+++ EXERCISE MATERIAL
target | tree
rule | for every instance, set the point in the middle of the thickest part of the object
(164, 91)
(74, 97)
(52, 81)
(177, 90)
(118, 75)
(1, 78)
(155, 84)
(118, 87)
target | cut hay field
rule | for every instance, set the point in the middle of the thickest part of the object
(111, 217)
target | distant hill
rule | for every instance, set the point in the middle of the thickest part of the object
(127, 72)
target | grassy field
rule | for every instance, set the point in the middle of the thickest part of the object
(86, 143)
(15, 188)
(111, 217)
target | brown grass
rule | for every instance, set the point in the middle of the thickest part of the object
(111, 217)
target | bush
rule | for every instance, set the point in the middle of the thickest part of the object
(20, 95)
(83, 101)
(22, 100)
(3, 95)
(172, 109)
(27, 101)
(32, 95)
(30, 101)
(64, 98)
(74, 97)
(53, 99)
++++++
+++ EXERCISE MATERIAL
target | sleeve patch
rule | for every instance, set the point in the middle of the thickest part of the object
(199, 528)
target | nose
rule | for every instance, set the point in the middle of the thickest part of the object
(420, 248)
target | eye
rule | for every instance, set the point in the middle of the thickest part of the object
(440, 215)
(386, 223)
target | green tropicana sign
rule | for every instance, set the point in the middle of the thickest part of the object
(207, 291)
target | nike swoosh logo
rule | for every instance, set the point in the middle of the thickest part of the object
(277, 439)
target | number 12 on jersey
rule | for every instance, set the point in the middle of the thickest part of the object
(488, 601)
++++++
WHAT IS BEING ASKED: The answer must be every line from the entries above that holds the string "target".

TASK ANSWER:
target | tree
target | cut hay field
target | distant hill
target | grassy field
target | brown grass
target | bush
target | sleeve patch
target | nose
target | eye
target | green tropicana sign
target | nike swoosh logo
target | number 12 on jersey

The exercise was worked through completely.